Has someone given a definition of "morality" in this thread?
Not as far as I know. I certainly have not tried to do that.
I ask this because "morality" is an ambiguous word. It refers to:
a) A system of rules and beliefs about what is right and wrong in a particular community.
b) A sentence related to the principles of what is wrong and right.
Science can study the morality in the sense a), but science cannot assert any judgement about morality in the sense of b). Because a) is a matter of facts: what the people believe; but b) is a matter of duty: what the people ought to do.
All the science can do in a question about b) is to establish what are the effective means to reach a determinate thing we want and what are contradictory with our aims. It is an important work, but limited.
No disagreements at all.
Well if I understand David correctly, i.e. specifically when he says this -
"b) A sentence related to the principles of what is wrong and right.
Science can study the morality in the sense a), but science cannot assert any judgement about morality in the sense of b). Because a) is a matter of facts: what the people believe; but b) is a matter of duty: what the people ought to do."

Saved data entries:
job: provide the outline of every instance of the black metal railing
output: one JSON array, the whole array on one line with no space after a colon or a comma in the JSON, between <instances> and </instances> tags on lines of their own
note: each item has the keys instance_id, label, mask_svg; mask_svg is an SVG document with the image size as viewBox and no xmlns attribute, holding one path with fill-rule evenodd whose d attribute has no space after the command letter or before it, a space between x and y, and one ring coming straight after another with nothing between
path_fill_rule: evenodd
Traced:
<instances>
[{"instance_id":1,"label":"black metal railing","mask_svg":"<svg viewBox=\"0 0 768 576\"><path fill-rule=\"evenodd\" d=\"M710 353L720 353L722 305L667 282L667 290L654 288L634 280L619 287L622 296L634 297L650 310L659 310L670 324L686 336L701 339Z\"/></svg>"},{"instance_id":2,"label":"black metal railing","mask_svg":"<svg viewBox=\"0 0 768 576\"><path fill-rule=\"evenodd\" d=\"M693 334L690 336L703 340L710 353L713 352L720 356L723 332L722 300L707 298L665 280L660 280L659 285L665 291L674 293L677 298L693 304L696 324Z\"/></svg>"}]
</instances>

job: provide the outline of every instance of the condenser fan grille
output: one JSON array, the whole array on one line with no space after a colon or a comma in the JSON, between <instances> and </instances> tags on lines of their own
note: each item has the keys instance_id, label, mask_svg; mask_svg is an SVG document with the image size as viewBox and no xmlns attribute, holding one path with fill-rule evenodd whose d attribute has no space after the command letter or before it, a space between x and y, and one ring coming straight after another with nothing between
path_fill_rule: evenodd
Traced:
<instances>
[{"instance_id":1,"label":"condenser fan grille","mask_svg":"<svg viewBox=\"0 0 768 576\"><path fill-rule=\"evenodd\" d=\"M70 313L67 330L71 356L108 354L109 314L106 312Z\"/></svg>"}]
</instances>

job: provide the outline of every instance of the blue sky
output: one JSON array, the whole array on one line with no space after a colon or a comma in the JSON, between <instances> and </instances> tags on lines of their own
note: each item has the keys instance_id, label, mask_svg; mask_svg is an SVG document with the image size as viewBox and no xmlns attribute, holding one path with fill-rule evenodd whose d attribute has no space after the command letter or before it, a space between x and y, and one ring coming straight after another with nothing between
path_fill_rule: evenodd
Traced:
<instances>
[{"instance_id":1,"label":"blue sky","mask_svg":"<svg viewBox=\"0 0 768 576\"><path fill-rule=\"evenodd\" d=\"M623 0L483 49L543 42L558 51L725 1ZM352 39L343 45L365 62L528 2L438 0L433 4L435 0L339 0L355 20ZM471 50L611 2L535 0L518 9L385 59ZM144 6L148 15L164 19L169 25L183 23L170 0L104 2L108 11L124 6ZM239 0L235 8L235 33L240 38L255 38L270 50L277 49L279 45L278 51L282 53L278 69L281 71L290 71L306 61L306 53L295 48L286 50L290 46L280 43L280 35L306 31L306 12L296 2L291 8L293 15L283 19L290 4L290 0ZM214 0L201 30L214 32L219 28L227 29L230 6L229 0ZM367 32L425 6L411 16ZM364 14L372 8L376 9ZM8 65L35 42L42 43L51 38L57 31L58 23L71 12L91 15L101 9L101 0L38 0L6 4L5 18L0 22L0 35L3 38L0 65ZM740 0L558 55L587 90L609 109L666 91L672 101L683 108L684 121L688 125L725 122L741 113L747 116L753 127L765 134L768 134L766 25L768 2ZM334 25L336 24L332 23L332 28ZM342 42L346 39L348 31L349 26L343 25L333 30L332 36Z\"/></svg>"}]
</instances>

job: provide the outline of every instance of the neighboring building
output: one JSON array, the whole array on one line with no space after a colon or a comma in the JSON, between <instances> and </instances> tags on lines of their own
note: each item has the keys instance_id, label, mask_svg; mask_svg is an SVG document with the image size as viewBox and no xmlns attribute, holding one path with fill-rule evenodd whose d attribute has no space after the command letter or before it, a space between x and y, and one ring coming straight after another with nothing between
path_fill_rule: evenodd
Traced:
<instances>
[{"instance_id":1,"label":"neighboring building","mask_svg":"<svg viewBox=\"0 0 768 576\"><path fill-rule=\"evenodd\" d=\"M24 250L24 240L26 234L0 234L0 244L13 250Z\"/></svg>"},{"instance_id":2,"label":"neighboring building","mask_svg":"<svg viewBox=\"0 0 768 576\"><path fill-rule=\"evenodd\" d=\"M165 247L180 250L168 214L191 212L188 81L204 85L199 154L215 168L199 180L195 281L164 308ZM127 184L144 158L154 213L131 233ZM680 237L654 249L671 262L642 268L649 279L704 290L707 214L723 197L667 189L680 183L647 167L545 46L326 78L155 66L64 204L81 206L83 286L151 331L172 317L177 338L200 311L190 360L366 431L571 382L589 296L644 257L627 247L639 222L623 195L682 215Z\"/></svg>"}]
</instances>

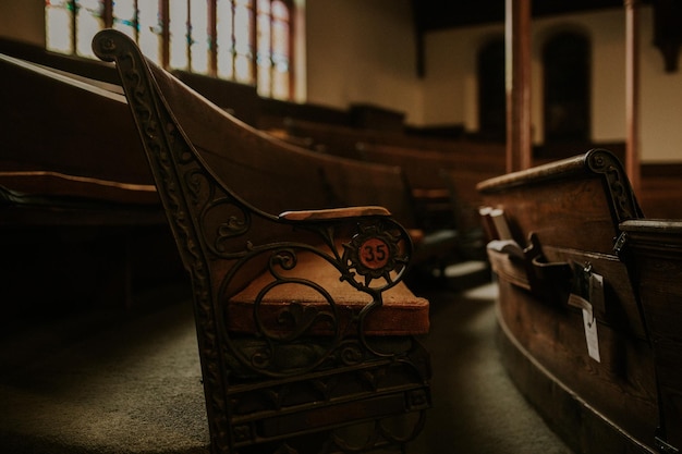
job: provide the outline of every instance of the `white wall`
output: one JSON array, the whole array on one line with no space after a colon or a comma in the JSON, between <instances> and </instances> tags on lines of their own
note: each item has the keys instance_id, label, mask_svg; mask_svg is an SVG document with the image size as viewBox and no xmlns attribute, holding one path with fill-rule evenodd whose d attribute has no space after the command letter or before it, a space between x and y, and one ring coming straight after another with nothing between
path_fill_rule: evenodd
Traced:
<instances>
[{"instance_id":1,"label":"white wall","mask_svg":"<svg viewBox=\"0 0 682 454\"><path fill-rule=\"evenodd\" d=\"M363 102L421 122L416 44L407 0L308 0L307 101Z\"/></svg>"},{"instance_id":2,"label":"white wall","mask_svg":"<svg viewBox=\"0 0 682 454\"><path fill-rule=\"evenodd\" d=\"M301 4L297 2L297 4ZM1 1L0 36L45 42L44 0ZM427 34L426 76L416 75L416 42L410 0L307 0L307 83L301 101L340 109L374 103L405 112L415 125L461 123L476 131L476 50L503 25ZM640 131L642 160L682 161L682 69L663 71L653 47L649 7L641 15ZM544 40L560 28L583 30L593 42L593 140L625 138L624 10L535 20L533 23L534 140L541 142ZM681 58L682 61L682 58ZM300 71L302 74L302 71Z\"/></svg>"},{"instance_id":3,"label":"white wall","mask_svg":"<svg viewBox=\"0 0 682 454\"><path fill-rule=\"evenodd\" d=\"M653 17L642 7L640 17L640 132L644 162L682 161L681 70L663 70L653 41ZM532 121L533 138L543 139L543 42L559 29L587 34L592 41L592 138L625 139L625 14L605 10L589 14L539 19L533 22ZM478 127L476 110L476 50L503 25L434 32L426 39L426 78L423 81L424 124L461 123Z\"/></svg>"}]
</instances>

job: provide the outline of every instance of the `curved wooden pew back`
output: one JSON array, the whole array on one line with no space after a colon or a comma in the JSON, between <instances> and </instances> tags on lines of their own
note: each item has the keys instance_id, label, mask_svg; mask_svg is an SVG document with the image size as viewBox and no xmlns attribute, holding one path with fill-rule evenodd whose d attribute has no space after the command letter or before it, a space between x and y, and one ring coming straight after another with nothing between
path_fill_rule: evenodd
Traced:
<instances>
[{"instance_id":1,"label":"curved wooden pew back","mask_svg":"<svg viewBox=\"0 0 682 454\"><path fill-rule=\"evenodd\" d=\"M658 419L654 361L632 262L619 243L619 223L643 214L618 159L595 149L477 188L494 209L486 219L498 225L488 256L501 324L533 361L595 409L594 421L610 428L604 430L618 428L613 440L650 444ZM606 435L597 424L576 425L570 412L549 412L580 443L597 446L595 433Z\"/></svg>"},{"instance_id":2,"label":"curved wooden pew back","mask_svg":"<svg viewBox=\"0 0 682 454\"><path fill-rule=\"evenodd\" d=\"M325 209L327 168L291 171L304 152L210 105L123 34L93 47L115 60L192 278L212 450L404 450L430 405L414 338L428 302L402 282L407 232L382 207Z\"/></svg>"}]
</instances>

**PARTS OF THE EXERCISE**
1. Render the sentence "It is an important work, but limited." from the forum thread on morality in French.
2. Quote the stretch of the forum thread on morality from "Not as far as" through "a particular community.".

**RESPONSES TO THE EXERCISE**
1. C'est un travail important, mais limité.

2.
Not as far as I know. I certainly have not tried to do that.
I ask this because "morality" is an ambiguous word. It refers to:
a) A system of rules and beliefs about what is right and wrong in a particular community.